[ЗАДАНИЕ] Какие пояснения, заключенные в скобки, есть в разговоре с Наташей? Перечислите все.

— Да.
— От радиации?
— Я не знаю. Мы ходили с мамой в больницу. (Замолчала. Теребит подол платья).
— И что мама говорила?
— Что… кровь плохая.
— И ты не согласна с мнением мамы?
— Плохая кровь у плохих.
— С чего ты так решила?
— Ну вот говорят: он хорошей крови, а другой — дурной крови.
— Хороших кровей, Наташа, а не крови. Это другое… Это о породе так говорят… А как ты себя сейчас чувствуешь?
— Я все позабываю.
— Не поняла…
— Позабываю про взрыв. Специально позабываю.
— И ничего-ничего не помнишь?
— (После долгого молчания). Помню.
…Мама Наташи стоит у косяка дверей, вытирая концом фартука слезы. Девочка несколько раз оглядывается на нее. Трудно сказать, что чувствует ребенок в эти минуты: лицо напряженное, глаза растерянные — непривычный разговор, долгий и немного безжалостный по отношению к девочке. Но она согласилась на него и отказывается от предложения отдохнуть. Что-то решает Наташа в эти минуты и для себя, что-то осмысливает…
— И ничего-ничего не помнишь?
— (После долгого молчания, после того, как ушла мама, поймав мой просительный взгляд). Помню.
— А мне можешь рассказать о том, что помнишь?
— (Кивает головой). Ночью соседи прибежали. Разбудили. Бабушка с тетей Машей в коридоре разговаривала. Потом бабуля не спала долго. Охала. И я не спала. То есть спала понарошке. Глаза не открывала, но слушала, как она охает.
— А еще что помнишь?

[ИСХОДНЫЕ МАТЕРИАЛЫ]
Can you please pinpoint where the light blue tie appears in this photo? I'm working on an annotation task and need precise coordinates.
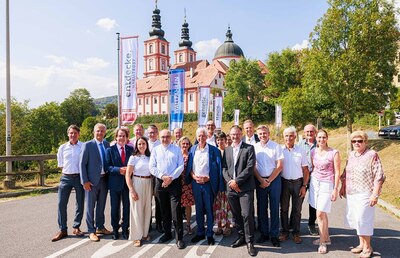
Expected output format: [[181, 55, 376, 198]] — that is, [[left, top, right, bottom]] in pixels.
[[100, 142, 106, 169]]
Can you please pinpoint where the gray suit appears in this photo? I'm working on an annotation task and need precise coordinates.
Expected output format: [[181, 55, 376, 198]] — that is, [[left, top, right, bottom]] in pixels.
[[80, 139, 110, 233], [222, 142, 256, 243]]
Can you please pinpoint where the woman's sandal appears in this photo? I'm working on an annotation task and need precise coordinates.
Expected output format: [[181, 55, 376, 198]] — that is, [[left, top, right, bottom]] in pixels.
[[318, 243, 328, 254], [350, 245, 363, 254]]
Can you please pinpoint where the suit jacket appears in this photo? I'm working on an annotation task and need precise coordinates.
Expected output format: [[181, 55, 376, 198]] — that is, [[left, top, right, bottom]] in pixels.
[[106, 144, 133, 191], [242, 133, 260, 143], [79, 139, 110, 185], [185, 143, 224, 196], [222, 142, 256, 192]]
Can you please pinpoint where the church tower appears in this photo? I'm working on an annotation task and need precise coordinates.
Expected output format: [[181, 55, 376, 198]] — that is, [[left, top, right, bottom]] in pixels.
[[174, 10, 196, 64], [143, 2, 170, 78]]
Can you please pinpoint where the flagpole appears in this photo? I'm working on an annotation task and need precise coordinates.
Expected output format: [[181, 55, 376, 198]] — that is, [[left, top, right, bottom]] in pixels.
[[117, 32, 121, 128], [4, 0, 15, 188]]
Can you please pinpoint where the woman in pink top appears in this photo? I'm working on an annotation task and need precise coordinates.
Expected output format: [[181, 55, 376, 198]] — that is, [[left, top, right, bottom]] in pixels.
[[308, 130, 340, 254]]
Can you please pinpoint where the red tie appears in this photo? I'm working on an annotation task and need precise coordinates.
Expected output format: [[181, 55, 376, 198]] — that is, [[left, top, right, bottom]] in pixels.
[[121, 147, 126, 164]]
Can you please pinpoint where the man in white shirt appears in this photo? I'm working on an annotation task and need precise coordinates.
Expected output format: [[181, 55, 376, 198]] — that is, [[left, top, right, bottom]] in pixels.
[[149, 129, 186, 249], [51, 125, 85, 242], [279, 127, 310, 244], [254, 125, 283, 247]]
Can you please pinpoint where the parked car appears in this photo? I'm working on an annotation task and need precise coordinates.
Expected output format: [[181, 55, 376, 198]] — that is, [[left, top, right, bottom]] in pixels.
[[378, 125, 400, 139]]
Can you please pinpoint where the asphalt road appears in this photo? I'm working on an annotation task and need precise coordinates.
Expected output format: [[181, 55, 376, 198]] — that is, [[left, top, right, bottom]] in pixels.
[[0, 190, 400, 258]]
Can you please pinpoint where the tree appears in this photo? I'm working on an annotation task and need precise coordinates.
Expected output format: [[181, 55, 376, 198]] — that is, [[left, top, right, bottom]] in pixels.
[[61, 89, 97, 126], [24, 102, 68, 154], [224, 58, 273, 121], [304, 0, 399, 133], [104, 103, 118, 119]]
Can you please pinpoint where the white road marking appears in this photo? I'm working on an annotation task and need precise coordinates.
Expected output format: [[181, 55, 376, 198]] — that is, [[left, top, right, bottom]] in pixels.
[[91, 241, 132, 258], [46, 238, 90, 258], [185, 235, 223, 258]]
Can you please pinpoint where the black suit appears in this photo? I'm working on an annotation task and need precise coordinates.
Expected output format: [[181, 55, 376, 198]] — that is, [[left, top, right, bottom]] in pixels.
[[222, 142, 256, 243]]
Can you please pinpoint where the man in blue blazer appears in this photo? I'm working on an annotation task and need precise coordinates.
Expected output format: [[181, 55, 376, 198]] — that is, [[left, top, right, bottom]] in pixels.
[[80, 123, 111, 242], [186, 127, 223, 245], [106, 128, 133, 240]]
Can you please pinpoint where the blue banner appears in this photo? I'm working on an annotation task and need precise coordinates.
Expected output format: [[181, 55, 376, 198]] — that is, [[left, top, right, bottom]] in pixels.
[[169, 69, 185, 131]]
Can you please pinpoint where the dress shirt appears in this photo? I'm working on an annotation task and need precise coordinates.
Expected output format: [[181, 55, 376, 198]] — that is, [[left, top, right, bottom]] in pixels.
[[94, 139, 106, 175], [193, 144, 210, 176], [148, 139, 161, 152], [254, 140, 283, 177], [149, 144, 184, 180], [282, 145, 308, 180], [57, 141, 82, 174]]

[ПОЛНЫЙ ОТВЕТ]
1. Замолчала. Теребит подол платья.
2. После долгого молчания.
3. После долгого молчания, после того, как ушла мама, поймав мой просительный взгляд.
4. Кивает головой.